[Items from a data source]
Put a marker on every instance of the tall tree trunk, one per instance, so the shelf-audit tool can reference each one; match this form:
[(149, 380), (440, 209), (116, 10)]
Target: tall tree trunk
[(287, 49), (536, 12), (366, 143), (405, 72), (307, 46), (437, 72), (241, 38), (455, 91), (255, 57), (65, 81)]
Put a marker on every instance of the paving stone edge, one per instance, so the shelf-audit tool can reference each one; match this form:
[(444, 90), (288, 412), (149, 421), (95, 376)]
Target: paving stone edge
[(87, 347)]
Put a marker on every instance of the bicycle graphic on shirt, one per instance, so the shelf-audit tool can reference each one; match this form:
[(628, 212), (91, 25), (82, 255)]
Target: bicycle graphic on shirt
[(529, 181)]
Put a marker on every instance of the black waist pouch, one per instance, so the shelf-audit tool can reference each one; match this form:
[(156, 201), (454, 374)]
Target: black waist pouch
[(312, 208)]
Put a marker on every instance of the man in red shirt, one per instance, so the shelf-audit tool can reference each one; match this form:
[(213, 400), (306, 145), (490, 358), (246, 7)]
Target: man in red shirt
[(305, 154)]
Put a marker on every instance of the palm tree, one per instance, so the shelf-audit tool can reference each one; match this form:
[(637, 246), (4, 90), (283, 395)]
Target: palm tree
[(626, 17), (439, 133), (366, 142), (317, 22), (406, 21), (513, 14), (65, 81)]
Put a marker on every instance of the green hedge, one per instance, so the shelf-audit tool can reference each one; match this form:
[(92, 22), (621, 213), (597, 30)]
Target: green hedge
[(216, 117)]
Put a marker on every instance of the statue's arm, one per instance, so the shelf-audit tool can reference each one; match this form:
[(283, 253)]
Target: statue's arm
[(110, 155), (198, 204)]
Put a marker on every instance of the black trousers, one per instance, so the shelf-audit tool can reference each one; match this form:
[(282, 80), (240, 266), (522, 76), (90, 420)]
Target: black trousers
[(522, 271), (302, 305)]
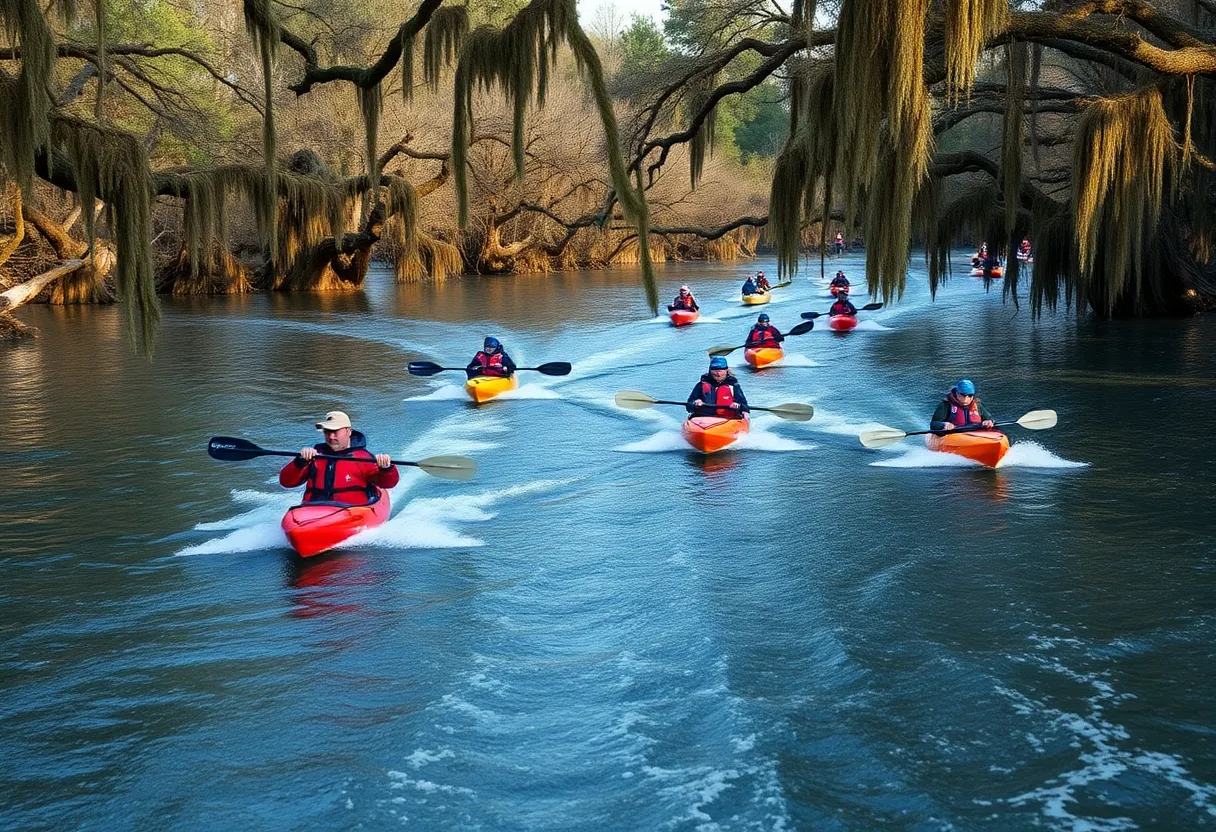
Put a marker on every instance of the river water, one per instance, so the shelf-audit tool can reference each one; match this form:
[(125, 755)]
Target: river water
[(604, 630)]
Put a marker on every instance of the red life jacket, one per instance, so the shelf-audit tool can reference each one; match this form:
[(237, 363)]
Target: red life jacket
[(724, 399), (763, 337), (961, 416), (342, 481), (491, 365)]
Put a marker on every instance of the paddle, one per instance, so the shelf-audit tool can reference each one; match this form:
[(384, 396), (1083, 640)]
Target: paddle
[(1036, 420), (794, 411), (231, 449), (868, 307), (431, 369), (801, 329)]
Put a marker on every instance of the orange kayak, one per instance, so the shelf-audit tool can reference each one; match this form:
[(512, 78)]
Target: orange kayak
[(315, 527), (761, 357), (711, 433), (984, 447)]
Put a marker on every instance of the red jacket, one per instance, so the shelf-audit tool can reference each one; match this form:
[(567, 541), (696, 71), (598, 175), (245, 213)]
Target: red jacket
[(339, 481)]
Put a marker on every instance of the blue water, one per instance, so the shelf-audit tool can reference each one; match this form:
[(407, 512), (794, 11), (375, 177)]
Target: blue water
[(606, 630)]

* _PROBLEM STATEMENT_:
Would you please copy exactly the part of the entries above that begins at the line containing "Target: bicycle graphic on shirt" and ends at the line containing "Put a marker on every instance of the palm", both lines included?

* _OUTPUT OF THE TASK_:
Target: bicycle graphic on shirt
[(529, 181)]
Put a marker on every instance of the black waist pouch, one per instance, so the shelf-audit tool can reference each one; match this form:
[(156, 201), (454, 374)]
Target: black waist pouch
[(312, 208)]
Put a marker on every instance of the man in red shirt, one per instance, so the shelf-audit tool can reference each one; match this form:
[(213, 400), (306, 145), (490, 358), (246, 7)]
Target: man in red shirt
[(305, 154)]
Put a marker on every instance of the palm tree, one per instance, so the shelf-audit tool can reference each one; match this form:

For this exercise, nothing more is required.